### [What the task asks]
Write out the camper trailer passage starting at "We all love" and ending at "with loved ones.", changing "bush" to "outback".

── Document passage

We all love the feeling of adventure when we head for new destinations in the bush. Camper trailers allow us to explore and experience, the best destinations that Australia has to offer for extended periods of time, and more often than not, will get you to and from your campsite without any dramas.


However, these hard-to-get-to destinations are naturally going to cause a fair bit of wear on your gear and your offroad camper trailer. Corrugations will put strain on your suspension, water will work its way into bearings, poor quality drinking water will taint tanks, and general wear and tear will happen. General maintenance is all part of owning a camper trailer, and dragging it through tough terrain can lead to other issues – for most of us it’s a worthy risk to get to that hidden hotspot of a lifetime with loved ones.



Offroad camper trailer maintenance, repairs and upgrades are all part of pre and post trip work, but knowing where to start and what to inspect can be a bit of a daunting process. To make it easier for everyone, we’ve put together this easy-to-follow guide on bringing your trailer back to new. Each maintenance step will tell you what to look for, how the damage occurs and how to fix the issue. This is Part Two of our three part guide to easy ways to look after your camper trailer.

────
── Provided data

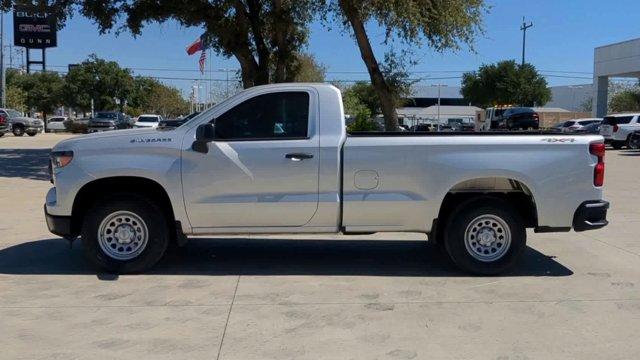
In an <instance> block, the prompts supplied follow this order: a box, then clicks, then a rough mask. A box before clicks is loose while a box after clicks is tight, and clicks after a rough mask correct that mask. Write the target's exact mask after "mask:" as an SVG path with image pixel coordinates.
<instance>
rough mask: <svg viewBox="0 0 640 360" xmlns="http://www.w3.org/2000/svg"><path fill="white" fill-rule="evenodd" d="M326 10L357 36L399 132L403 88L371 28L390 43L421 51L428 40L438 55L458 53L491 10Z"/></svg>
mask: <svg viewBox="0 0 640 360" xmlns="http://www.w3.org/2000/svg"><path fill="white" fill-rule="evenodd" d="M324 6H325V8H324V9H325V12H326V13H333V14H335V15H336V17H337V18H338V20H339V21H340V22H341V23H342V24H343V25H344V26H345V28H349V29H350V30H351V32H352V34H353V36H354V37H355V40H356V43H357V45H358V48H359V49H360V55H361V57H362V60H363V61H364V63H365V65H366V68H367V71H368V72H369V77H370V79H371V84H372V85H373V87H374V89H375V91H376V94H377V95H378V98H379V100H380V105H381V110H382V114H383V115H384V119H385V128H386V130H387V131H395V130H397V129H398V116H397V114H396V112H395V104H397V101H398V99H399V98H400V95H399V92H400V91H399V89H398V88H396V85H397V84H394V83H393V82H391V81H389V77H391V75H392V74H390V73H389V72H388V70H389V69H393V66H387V69H385V68H384V67H383V66H381V65H380V63H379V62H378V60H377V59H376V56H375V54H374V50H373V47H372V45H371V40H370V37H369V34H367V30H366V25H367V23H368V22H369V21H375V22H376V23H378V24H379V25H380V26H381V27H382V28H384V30H385V41H384V43H385V44H386V43H388V42H389V41H391V40H394V39H400V40H401V41H403V42H404V43H405V44H407V45H410V46H419V45H421V44H422V43H423V42H425V41H426V43H427V44H428V45H429V46H431V47H432V48H433V49H435V50H436V51H444V50H447V49H453V50H457V49H459V48H460V44H461V43H464V44H468V45H471V43H472V42H473V39H474V38H475V36H476V34H477V33H478V32H480V31H481V27H480V23H481V18H482V13H483V11H484V10H485V9H486V7H485V5H484V1H483V0H439V1H428V0H394V1H388V0H335V1H329V0H326V1H325V3H324ZM392 58H393V55H391V56H388V57H387V60H389V59H392ZM396 65H397V64H396ZM385 70H387V71H385ZM385 72H386V73H385ZM398 79H402V77H398Z"/></svg>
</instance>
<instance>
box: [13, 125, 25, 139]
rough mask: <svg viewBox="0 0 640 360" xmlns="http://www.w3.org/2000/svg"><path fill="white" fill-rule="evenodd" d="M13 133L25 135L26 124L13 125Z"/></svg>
mask: <svg viewBox="0 0 640 360" xmlns="http://www.w3.org/2000/svg"><path fill="white" fill-rule="evenodd" d="M13 135H14V136H22V135H24V126H22V125H14V126H13Z"/></svg>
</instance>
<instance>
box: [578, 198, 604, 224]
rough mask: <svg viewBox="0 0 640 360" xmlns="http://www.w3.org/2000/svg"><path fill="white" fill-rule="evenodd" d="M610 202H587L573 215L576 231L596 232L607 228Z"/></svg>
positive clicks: (580, 206) (578, 208) (583, 203)
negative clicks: (586, 231) (600, 229)
mask: <svg viewBox="0 0 640 360" xmlns="http://www.w3.org/2000/svg"><path fill="white" fill-rule="evenodd" d="M608 209H609V202H608V201H604V200H591V201H585V202H583V203H582V204H580V206H579V207H578V209H577V210H576V212H575V214H574V215H573V229H574V230H575V231H586V230H595V229H600V228H602V227H605V226H607V224H609V222H608V221H607V210H608Z"/></svg>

────

### [Response to this exercise]
We all love the feeling of adventure when we head for new destinations in the outback. Camper trailers allow us to explore and experience, the best destinations that Australia has to offer for extended periods of time, and more often than not, will get you to and from your campsite without any dramas.


However, these hard-to-get-to destinations are naturally going to cause a fair bit of wear on your gear and your offroad camper trailer. Corrugations will put strain on your suspension, water will work its way into bearings, poor quality drinking water will taint tanks, and general wear and tear will happen. General maintenance is all part of owning a camper trailer, and dragging it through tough terrain can lead to other issues – for most of us it’s a worthy risk to get to that hidden hotspot of a lifetime with loved ones.